§ 给定文段
══════════
一、普罗米修斯监控服务
1、普罗米修斯监控分为两种:
- 携带metrics接口的服务
- 不携带metrics接口的服务
2、普罗米修斯监控携带metrics接口的服务的流程:
- 通过endpoint获取需要监控的etcd的地址
- 创建service,给集群内部的servicemointor使用
- 创建servicemointor部署需要的证书
- 重启普罗米修斯监控pod,载入监控项
1.监控携带metrics接口的服务(etcd)
携带metrics接口的服务就表示可以通过metrics接口获取服务的监控项和监控信息。
adm方法安装的集群,etcd在集群内部;二进制方法安装的集群,etcd在集群外部。
══════════
§ 题目
把上面讲普罗米修斯监控的文段中从“一、普罗米修斯监控服务”到“获取服务的监控项和监控信息。”这一段一字不差地抄写下来。

已存记录
══════════
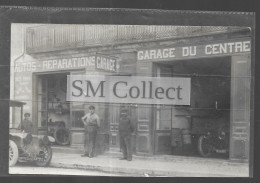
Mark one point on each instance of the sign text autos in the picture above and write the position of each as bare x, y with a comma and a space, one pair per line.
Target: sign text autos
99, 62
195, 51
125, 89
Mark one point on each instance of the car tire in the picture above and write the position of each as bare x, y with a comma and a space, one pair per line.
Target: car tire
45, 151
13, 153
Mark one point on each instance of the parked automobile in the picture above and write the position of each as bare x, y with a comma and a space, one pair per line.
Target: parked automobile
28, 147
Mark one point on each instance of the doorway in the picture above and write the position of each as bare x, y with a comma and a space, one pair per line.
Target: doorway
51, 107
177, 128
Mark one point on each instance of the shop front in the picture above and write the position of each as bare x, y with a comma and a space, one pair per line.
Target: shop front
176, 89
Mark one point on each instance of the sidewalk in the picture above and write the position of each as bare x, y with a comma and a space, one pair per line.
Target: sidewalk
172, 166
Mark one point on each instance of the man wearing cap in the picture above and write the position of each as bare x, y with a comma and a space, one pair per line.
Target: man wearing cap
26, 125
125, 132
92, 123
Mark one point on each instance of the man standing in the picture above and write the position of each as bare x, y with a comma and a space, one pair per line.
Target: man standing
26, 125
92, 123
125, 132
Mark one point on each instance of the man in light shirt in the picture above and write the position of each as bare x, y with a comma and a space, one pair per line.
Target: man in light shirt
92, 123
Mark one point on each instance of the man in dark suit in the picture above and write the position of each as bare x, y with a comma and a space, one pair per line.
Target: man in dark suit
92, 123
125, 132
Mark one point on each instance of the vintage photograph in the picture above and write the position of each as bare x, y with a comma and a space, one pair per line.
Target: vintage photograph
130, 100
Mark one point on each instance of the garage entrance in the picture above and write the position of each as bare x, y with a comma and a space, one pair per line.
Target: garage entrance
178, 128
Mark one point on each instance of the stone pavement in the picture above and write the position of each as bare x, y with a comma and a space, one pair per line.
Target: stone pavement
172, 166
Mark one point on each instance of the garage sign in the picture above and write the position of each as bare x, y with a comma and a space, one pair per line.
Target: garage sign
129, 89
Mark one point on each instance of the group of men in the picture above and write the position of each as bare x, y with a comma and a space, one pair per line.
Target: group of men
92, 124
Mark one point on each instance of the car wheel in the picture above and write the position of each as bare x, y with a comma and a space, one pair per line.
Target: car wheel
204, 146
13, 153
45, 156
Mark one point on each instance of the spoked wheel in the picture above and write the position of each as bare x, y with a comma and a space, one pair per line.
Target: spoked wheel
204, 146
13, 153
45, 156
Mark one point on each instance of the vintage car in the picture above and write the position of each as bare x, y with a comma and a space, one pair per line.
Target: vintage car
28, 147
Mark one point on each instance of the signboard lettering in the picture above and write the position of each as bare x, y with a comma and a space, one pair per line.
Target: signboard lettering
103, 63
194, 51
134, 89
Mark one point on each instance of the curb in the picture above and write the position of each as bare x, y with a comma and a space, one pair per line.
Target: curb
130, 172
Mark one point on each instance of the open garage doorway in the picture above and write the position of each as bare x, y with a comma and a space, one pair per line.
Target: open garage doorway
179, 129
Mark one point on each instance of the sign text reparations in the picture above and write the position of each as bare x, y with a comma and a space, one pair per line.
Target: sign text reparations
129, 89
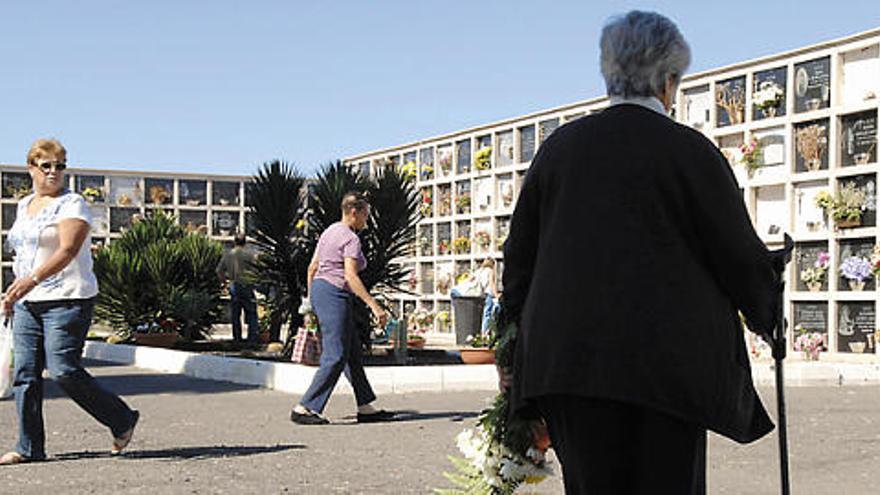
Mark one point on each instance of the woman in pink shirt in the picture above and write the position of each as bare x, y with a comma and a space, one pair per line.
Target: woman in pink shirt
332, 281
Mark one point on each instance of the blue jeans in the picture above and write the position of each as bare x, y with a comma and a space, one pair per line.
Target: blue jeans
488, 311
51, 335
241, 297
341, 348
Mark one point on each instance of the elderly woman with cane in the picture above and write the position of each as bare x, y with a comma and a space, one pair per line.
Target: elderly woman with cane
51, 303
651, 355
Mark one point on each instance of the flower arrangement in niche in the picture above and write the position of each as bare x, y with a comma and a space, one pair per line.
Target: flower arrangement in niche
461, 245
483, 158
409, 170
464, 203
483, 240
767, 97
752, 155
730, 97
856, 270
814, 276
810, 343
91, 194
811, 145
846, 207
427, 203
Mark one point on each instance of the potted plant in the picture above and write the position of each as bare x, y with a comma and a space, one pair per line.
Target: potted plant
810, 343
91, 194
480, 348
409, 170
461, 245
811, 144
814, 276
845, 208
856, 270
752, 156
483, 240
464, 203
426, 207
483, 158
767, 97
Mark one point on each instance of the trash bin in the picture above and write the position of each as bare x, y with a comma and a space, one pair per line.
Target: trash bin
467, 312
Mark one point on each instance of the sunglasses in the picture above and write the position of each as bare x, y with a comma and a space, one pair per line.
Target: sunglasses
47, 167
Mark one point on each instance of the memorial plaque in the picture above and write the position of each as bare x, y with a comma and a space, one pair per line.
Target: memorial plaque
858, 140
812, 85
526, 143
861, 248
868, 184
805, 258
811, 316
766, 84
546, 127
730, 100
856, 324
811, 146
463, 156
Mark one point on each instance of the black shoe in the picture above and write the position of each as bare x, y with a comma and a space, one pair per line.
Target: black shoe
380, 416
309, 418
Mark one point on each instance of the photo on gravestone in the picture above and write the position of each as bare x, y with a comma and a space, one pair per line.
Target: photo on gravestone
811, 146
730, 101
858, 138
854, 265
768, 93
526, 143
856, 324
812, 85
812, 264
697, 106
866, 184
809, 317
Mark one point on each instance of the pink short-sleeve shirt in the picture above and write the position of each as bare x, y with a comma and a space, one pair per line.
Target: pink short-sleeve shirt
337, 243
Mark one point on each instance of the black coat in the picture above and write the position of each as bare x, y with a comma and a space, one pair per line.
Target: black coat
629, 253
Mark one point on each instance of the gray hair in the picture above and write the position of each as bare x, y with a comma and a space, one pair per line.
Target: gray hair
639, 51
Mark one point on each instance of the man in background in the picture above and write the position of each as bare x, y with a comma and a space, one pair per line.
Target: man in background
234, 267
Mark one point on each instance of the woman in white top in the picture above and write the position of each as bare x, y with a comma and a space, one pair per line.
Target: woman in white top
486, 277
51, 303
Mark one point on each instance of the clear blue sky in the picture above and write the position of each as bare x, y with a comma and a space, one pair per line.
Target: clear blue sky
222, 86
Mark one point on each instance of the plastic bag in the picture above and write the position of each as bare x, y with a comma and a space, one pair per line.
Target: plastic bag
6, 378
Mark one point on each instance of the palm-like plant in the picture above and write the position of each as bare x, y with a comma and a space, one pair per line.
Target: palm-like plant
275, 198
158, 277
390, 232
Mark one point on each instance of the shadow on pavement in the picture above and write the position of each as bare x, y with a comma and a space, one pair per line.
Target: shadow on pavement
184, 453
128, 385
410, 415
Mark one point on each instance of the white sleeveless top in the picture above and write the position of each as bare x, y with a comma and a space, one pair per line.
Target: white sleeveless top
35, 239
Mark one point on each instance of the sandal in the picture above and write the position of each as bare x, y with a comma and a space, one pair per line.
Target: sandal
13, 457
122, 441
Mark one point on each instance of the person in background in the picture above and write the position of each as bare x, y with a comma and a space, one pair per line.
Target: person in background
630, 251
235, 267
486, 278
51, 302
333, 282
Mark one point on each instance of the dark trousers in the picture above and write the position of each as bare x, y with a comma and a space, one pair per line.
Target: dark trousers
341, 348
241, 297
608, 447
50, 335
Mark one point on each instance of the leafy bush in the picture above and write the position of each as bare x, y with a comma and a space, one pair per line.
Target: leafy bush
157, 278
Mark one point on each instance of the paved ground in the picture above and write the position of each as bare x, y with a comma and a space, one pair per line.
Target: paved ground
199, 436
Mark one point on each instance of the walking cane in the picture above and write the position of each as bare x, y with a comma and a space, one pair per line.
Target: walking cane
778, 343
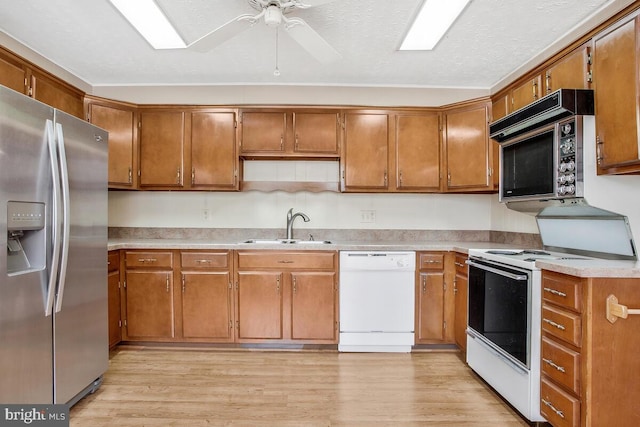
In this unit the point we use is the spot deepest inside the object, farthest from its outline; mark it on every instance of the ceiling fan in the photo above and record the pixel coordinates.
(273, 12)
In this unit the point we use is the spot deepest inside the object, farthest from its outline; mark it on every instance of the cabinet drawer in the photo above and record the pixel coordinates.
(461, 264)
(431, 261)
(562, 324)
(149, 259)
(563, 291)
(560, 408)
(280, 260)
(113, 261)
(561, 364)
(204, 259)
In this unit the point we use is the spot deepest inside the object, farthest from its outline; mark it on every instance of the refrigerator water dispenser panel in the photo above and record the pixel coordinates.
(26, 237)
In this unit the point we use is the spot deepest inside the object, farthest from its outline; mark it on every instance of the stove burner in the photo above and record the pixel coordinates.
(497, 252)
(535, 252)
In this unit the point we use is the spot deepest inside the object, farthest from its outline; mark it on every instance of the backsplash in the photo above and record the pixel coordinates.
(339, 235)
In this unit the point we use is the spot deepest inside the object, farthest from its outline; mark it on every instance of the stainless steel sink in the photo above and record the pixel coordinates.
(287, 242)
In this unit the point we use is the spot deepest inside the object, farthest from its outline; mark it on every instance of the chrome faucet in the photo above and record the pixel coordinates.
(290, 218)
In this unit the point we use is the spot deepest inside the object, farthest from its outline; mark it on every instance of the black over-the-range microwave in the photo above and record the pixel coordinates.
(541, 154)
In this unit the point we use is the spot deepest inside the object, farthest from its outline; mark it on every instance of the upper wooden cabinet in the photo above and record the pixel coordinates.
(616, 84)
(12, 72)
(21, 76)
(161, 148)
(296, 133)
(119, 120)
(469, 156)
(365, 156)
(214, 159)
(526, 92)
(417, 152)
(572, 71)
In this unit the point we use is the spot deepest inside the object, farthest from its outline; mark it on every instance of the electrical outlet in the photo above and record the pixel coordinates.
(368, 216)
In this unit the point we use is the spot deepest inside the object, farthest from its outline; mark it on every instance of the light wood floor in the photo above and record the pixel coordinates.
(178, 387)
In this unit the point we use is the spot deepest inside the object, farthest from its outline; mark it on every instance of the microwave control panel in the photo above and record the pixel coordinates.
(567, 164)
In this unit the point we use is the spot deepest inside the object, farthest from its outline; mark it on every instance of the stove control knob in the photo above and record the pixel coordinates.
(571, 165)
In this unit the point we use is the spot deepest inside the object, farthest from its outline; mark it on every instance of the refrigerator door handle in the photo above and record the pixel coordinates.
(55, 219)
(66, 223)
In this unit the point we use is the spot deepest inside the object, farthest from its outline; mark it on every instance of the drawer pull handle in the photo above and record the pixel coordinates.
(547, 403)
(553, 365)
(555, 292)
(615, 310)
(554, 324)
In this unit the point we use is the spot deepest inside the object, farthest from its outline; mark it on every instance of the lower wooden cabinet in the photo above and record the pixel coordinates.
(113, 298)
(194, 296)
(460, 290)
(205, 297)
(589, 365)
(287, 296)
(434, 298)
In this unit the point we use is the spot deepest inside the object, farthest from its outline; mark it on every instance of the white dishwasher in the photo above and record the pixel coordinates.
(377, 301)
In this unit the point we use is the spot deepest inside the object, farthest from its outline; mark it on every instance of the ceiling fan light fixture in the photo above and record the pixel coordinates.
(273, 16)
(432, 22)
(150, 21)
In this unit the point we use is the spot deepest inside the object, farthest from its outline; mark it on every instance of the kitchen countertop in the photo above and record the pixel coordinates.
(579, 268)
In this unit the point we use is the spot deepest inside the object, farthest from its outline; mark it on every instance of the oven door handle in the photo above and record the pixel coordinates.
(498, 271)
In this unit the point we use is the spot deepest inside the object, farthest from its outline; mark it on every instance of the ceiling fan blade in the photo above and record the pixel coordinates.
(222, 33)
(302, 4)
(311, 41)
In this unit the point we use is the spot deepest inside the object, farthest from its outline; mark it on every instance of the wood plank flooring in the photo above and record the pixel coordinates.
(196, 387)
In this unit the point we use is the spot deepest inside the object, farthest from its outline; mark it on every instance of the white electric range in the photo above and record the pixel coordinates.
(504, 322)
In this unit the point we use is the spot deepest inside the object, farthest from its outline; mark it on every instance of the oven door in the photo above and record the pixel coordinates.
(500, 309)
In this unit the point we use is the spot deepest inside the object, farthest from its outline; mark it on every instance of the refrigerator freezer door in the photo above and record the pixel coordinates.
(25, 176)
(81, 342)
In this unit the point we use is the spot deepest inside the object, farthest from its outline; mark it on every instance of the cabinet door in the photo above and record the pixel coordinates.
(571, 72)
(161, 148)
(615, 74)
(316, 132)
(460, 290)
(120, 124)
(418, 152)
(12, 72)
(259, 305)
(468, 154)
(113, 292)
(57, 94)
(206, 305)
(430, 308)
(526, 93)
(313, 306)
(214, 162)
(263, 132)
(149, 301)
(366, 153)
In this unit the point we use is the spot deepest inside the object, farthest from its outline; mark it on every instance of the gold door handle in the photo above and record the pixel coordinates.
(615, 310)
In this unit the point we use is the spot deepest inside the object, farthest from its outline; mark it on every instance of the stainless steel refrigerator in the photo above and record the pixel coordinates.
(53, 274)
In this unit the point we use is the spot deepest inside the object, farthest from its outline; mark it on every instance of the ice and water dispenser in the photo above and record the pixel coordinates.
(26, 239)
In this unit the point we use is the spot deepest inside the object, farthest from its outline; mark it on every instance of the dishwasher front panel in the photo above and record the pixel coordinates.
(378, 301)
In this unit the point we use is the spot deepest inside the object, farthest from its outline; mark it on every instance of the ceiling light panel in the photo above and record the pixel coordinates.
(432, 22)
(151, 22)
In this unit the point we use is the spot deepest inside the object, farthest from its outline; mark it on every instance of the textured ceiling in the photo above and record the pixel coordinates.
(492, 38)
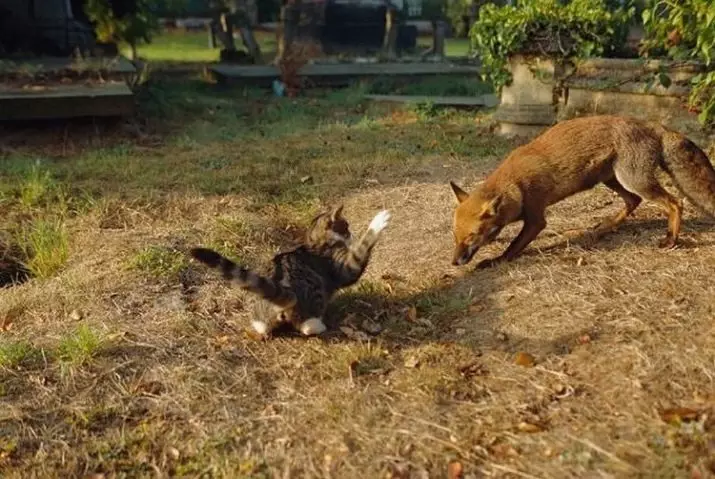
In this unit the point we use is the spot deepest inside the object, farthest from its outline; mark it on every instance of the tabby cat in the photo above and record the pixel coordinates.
══════════
§ 作答结果
一、普罗米修斯监控服务
1、普罗米修斯监控分为两种:
- 携带metrics接口的服务
- 不携带metrics接口的服务
2、普罗米修斯监控携带metrics接口的服务的流程:
- 通过endpoint获取需要监控的etcd的地址
- 创建service,给集群内部的servicemointor使用
- 创建servicemointor部署需要的证书
- 重启普罗米修斯监控pod,载入监控项
1.监控携带metrics接口的服务(etcd)
携带metrics接口的服务就表示可以通过metrics接口获取服务的监控项和监控信息。